-- Available records follows --
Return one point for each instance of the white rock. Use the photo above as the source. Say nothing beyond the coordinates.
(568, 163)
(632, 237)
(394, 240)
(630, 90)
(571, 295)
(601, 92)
-- Available records concluded --
▶ [Problem] Exact output of every entry is required.

▶ [Response]
Return one point for each instance of the white rock. Use the photo above as the source. Say nothing beyond the coordinates.
(568, 163)
(632, 237)
(394, 240)
(630, 90)
(571, 295)
(601, 92)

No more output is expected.